Segment Start: EXTRACT
- President
Donald Trump is scheduled to visit a Ford factory in Michigan this week. - Ford and GE Healthcare have been manufacturing ventilators at the plant, with an all-volunteer workforce.
- The facility has extensive
COVID-19 protocols in place, including mask wearing. - But
Trump hasn't committed to wearing a mask — he has been reluctant to don one as the US economy slowly restarts following the COVID-19 shutdown. - Trump has made trouble for Ford since 2016, and this time won't be any different.
Will he wear a mask? Or will he skip it, as he's done for previous photo ops?
That was the main question that immediately arose when President Donald Trump and Ford said the chief executive would visit the carmaker's Rawsonville factory in Ypsilanti, Michigan, this week. Ford and GE Healthcare partnered to manufacture ventilators after the coronavirus pandemic worsened in March and Ford idled global vehicle production.
A volunteer workforce has been staffing the Rawsonville plant, and Ford has been applying a range of post-COVID-19 measures to ensure safety, including temperature screenings, wellness evaluations, masks, gloves, face shields, special wristwatches to enforce social distancing, and frequent cleanings. Thus far, Ford hasn't had a positive
According to the Michigan governor's office, nobody nonessential is supposed to be touring the plant, but it seems that everyone is going to look the other way for the president and his entourage.
Trump obviously isn't going to commit to mask-wearing. "I haven't even thought of it," he said at the White House, according to published reports.
"It depends. In certain areas I would, in certain areas I don't. But I will certainly look at it. It depends on what situation. Am I standing right next to everybody, or am I spread out? And also you look, is something a hospital? Is it a ward? What is it exactly? I'm going to a plant. So we'll see. Where it's appropriate I would do it certainly."
Ford had already telegraphed that it wants Trump to mask up, but I wouldn't count on it. And as of Wednesday, the carmaker appears to not wish to tangle with the president on the issue.
Segment End: EXTRACT
Segment Start: EXTRACTED RECORDS
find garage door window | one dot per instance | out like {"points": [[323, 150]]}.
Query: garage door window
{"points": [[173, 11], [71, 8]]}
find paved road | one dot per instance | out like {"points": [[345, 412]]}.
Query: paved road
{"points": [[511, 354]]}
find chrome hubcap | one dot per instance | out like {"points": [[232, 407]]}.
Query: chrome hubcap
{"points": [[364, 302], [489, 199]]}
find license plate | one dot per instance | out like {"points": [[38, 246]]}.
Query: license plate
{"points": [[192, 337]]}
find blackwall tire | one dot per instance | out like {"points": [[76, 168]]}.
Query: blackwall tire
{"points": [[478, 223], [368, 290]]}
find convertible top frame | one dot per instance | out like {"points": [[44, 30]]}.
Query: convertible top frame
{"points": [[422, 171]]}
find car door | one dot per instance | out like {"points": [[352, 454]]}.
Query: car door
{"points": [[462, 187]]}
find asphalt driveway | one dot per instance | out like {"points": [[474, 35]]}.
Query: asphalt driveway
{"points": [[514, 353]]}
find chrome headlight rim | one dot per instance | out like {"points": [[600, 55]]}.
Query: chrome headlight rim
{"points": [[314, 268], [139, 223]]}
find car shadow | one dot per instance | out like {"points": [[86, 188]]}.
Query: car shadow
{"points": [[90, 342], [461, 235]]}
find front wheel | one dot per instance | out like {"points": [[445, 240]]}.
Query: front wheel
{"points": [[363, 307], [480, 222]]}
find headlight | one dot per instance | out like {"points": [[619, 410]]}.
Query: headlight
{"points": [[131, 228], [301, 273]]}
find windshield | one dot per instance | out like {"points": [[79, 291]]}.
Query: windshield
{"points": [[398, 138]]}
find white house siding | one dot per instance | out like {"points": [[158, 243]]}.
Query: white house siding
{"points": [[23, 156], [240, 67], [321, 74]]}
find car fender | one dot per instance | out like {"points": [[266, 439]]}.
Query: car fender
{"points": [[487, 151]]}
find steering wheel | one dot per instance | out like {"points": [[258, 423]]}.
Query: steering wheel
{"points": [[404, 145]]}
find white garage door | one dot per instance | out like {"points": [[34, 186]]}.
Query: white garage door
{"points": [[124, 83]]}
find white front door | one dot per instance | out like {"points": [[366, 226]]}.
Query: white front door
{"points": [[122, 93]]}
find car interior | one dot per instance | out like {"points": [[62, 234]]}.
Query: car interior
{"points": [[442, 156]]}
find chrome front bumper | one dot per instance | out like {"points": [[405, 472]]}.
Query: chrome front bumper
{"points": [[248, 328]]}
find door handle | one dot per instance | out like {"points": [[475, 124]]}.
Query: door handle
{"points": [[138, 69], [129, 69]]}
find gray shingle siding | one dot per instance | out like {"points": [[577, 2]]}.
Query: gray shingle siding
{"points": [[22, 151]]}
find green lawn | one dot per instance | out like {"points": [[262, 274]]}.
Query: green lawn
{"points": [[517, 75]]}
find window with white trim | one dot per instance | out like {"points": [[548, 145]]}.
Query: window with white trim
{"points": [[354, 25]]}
Segment End: EXTRACTED RECORDS
> [EXERCISE A]: From the article on Trump's Ford plant visit, reproduce the passage that begins with the words containing "- President" and ends with "be any different.".
> [EXERCISE B]: List every safety measure that the article on Trump's Ford plant visit says Ford has applied at the Rawsonville plant.

> [ANSWER A]:
- President
Donald Trump is scheduled to visit a Ford factory in Michigan this week. - Ford and GE Healthcare have been manufacturing ventilators at the plant, with an all-volunteer workforce.
- The facility has extensive
COVID-19 protocols in place, including mask wearing. - But
Trump hasn't committed to wearing a mask — he has been reluctant to don one as the US economy slowly restarts following the COVID-19 shutdown. - Trump has made trouble for Ford since 2016, and this time won't be any different.

> [ANSWER B]:
- Temperature screenings
- Wellness evaluations
- Masks
- Gloves
- Face shields
- Special wristwatches to enforce social distancing
- Frequent cleanings